If a line in the records below contains "gray", copy that line.

- [Source records]:
-------------------------

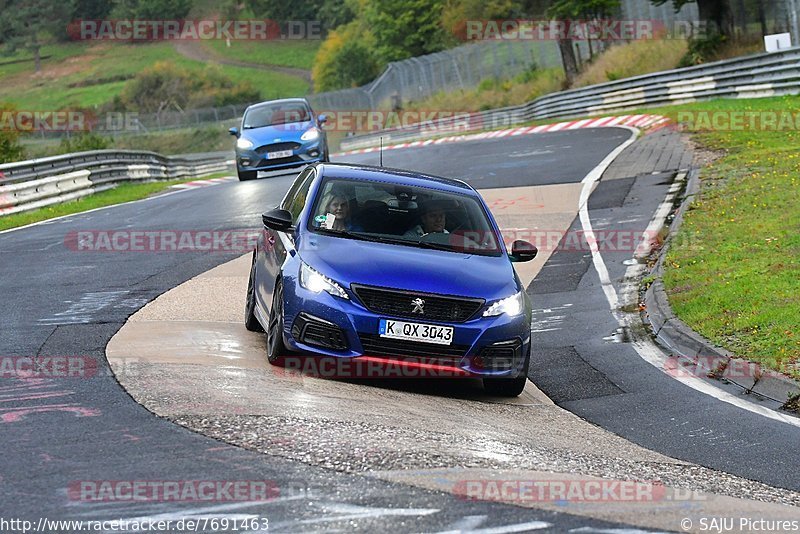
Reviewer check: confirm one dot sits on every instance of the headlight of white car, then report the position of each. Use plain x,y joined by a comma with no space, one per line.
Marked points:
511,306
310,135
316,282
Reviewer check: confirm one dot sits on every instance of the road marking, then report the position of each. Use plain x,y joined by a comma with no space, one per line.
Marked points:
56,219
589,182
506,529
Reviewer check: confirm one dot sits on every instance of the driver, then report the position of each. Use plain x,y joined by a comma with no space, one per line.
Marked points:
432,219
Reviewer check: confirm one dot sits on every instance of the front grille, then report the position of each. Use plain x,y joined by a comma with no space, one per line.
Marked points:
394,348
277,147
313,331
399,303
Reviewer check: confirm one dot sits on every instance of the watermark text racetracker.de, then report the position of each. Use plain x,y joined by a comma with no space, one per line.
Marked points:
127,30
739,120
242,523
30,121
576,30
48,367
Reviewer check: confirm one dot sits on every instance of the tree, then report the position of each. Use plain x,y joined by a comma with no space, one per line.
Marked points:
28,24
152,9
330,13
406,28
575,10
345,59
10,150
716,13
92,9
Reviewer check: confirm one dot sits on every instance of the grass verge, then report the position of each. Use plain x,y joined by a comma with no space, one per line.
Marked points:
733,272
121,193
83,75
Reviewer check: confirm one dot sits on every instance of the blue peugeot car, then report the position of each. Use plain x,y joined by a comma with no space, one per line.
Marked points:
279,134
370,262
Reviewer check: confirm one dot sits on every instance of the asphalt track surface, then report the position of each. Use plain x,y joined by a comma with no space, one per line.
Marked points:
59,302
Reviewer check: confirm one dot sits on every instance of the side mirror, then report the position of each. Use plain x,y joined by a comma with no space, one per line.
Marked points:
522,251
277,219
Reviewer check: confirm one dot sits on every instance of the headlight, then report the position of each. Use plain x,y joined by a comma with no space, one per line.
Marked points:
511,306
310,135
316,282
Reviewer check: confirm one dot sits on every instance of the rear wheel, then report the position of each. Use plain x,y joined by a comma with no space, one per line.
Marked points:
275,346
250,320
508,387
246,175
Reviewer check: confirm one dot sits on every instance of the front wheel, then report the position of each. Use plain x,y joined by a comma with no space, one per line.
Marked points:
250,320
504,387
275,346
246,175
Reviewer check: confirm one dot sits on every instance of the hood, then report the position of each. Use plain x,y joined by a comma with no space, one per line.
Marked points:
270,134
350,261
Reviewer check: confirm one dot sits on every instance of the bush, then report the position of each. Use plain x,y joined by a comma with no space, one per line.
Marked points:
345,59
168,86
10,150
702,50
83,142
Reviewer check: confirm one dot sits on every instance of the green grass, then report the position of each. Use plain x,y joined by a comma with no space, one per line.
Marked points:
290,53
122,193
733,273
81,62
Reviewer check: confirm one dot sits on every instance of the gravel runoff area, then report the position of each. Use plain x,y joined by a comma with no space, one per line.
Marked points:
318,442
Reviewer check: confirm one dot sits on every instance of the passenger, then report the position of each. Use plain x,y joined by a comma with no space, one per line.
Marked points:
432,220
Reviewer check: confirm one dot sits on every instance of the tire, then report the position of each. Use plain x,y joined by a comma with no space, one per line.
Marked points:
250,320
246,175
276,350
508,387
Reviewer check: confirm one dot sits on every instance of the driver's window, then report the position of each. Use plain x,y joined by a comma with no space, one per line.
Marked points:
298,201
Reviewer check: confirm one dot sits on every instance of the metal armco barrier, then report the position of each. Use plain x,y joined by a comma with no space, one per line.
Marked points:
755,76
37,183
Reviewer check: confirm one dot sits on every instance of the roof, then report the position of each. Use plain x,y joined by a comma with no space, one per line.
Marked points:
280,101
388,174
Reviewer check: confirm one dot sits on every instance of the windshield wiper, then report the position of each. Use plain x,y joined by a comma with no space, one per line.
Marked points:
358,235
435,246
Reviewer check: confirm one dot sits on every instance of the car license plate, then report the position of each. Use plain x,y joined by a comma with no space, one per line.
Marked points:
427,333
279,154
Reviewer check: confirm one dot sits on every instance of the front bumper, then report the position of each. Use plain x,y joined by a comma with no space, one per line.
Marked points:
324,325
255,159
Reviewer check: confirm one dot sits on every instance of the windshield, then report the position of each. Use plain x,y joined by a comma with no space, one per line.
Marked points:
403,215
274,114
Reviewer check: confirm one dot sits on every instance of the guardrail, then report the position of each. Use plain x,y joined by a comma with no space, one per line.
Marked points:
37,183
771,74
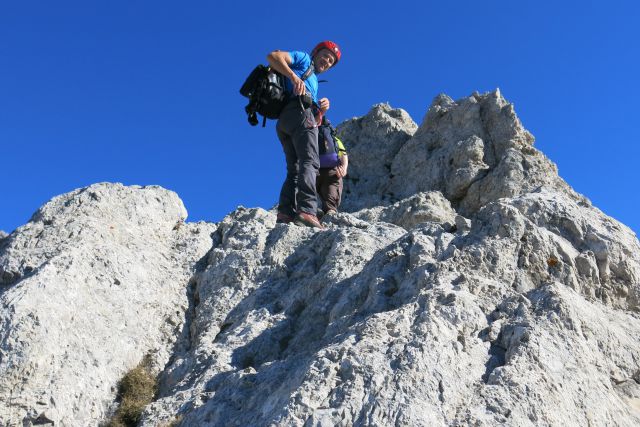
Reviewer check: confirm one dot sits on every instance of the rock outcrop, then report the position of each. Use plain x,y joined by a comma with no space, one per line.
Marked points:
93,283
465,284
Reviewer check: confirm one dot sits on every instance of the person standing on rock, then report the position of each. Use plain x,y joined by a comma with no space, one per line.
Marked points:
297,129
333,167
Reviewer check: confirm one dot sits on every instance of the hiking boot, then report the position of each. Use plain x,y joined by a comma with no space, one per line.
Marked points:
283,218
307,220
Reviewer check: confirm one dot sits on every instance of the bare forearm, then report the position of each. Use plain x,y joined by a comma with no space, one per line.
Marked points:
278,60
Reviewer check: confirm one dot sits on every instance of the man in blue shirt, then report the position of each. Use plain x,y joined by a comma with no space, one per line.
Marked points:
297,129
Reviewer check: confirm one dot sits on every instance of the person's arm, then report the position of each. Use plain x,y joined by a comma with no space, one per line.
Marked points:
280,61
342,167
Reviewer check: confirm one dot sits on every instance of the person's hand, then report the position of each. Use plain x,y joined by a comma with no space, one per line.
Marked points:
324,104
298,85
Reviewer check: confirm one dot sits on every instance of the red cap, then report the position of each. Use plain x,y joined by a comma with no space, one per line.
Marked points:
327,44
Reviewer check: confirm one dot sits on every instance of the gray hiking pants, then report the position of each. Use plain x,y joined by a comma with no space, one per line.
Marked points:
298,135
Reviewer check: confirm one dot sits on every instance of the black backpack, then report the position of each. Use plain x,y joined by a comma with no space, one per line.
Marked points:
266,92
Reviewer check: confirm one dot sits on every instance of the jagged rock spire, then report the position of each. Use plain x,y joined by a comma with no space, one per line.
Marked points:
467,284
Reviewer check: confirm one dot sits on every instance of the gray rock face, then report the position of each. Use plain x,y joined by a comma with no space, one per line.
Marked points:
94,282
466,284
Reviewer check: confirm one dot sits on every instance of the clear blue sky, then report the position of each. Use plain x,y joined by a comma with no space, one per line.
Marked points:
146,92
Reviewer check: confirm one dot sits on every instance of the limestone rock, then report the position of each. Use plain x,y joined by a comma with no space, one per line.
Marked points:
374,141
407,213
93,283
465,283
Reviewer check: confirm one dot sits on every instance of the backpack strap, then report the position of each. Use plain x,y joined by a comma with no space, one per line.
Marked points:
309,71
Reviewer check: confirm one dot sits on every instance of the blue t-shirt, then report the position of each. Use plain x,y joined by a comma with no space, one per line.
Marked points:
300,62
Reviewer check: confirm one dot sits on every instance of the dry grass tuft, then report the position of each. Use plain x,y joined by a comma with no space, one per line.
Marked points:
135,391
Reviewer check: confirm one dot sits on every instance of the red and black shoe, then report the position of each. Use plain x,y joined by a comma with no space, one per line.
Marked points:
283,218
307,220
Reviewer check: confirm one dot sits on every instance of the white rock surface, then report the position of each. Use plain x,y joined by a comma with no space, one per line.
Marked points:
466,284
93,283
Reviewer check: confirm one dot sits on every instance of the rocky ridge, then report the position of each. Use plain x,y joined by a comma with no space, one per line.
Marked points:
465,283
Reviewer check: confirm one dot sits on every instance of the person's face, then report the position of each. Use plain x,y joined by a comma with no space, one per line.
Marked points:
324,60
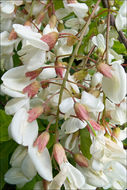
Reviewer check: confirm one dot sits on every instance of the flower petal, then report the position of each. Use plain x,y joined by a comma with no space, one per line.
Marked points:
41,162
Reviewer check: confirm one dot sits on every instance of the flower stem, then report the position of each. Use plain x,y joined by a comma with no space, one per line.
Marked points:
71,61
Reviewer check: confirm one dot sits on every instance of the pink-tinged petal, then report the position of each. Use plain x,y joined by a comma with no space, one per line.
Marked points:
34,113
32,89
59,153
41,162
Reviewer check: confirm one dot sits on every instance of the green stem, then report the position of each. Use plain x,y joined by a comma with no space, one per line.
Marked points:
91,127
70,64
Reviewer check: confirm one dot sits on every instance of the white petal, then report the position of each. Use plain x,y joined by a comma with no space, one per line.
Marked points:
28,168
11,92
67,105
21,131
7,7
38,186
72,125
115,87
61,13
18,156
15,176
91,102
15,78
99,41
41,162
80,9
26,32
74,175
47,74
58,180
15,104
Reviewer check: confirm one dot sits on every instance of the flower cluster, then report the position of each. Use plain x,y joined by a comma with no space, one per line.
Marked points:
71,78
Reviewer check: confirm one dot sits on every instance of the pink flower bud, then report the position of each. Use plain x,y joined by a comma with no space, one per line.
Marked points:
33,74
58,68
32,89
50,38
81,111
52,21
12,35
95,125
80,160
71,1
59,153
40,18
42,141
105,69
34,113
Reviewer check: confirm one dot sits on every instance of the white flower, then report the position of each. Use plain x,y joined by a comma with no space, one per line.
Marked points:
80,9
9,6
121,18
21,130
34,38
75,179
41,162
115,87
22,170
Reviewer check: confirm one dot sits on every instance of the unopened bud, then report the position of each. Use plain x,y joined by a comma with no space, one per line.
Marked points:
60,27
71,40
59,68
33,74
71,1
52,21
116,132
42,141
59,153
107,135
34,113
50,38
32,89
40,18
113,139
28,23
12,35
105,69
44,83
81,111
80,75
80,160
95,93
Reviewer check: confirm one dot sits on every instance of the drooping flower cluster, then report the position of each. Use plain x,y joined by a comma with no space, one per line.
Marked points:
70,77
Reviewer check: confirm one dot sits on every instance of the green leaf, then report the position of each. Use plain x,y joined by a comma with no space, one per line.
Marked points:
85,143
29,185
57,4
119,48
4,123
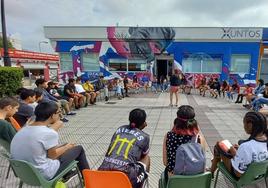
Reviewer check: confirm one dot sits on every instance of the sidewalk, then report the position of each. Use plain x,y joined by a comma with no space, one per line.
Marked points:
94,126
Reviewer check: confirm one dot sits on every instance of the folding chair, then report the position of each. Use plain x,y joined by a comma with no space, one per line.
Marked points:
102,179
30,175
186,181
255,172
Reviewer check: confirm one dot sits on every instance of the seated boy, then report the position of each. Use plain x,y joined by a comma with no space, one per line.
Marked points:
8,107
129,148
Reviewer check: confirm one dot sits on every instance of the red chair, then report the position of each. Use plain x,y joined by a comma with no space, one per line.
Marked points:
105,179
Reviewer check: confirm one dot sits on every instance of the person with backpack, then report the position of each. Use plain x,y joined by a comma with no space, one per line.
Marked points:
185,130
129,148
238,157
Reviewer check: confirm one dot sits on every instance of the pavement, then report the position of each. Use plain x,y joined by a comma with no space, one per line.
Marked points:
94,126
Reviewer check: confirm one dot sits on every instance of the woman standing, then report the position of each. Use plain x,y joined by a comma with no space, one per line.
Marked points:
174,87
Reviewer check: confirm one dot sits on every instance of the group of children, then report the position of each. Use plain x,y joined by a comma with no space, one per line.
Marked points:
128,151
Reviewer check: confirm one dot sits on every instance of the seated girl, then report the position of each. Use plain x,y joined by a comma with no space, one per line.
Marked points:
185,127
254,149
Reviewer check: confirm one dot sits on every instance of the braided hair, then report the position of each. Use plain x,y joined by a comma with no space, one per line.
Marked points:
258,121
137,118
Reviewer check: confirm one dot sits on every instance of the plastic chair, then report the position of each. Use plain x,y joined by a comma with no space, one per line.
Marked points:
255,172
15,124
103,179
186,181
30,175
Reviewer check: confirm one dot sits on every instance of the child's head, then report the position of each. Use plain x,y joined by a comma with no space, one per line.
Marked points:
137,118
19,90
51,84
38,96
254,124
9,106
28,95
186,119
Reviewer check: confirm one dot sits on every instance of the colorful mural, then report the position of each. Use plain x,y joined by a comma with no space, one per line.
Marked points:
145,43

-------------------------

- [Task output]:
Reviewer check: confirm one dot sits on every instance of the gray hiking pants, then report the position of each. Use plain x,y joined by a comma with no space, one per line.
Reviewer check: confirm one dot sits on every instance of the gray rock face, then report the position of each. Use plain x,y joined by a comma with no space, one per line.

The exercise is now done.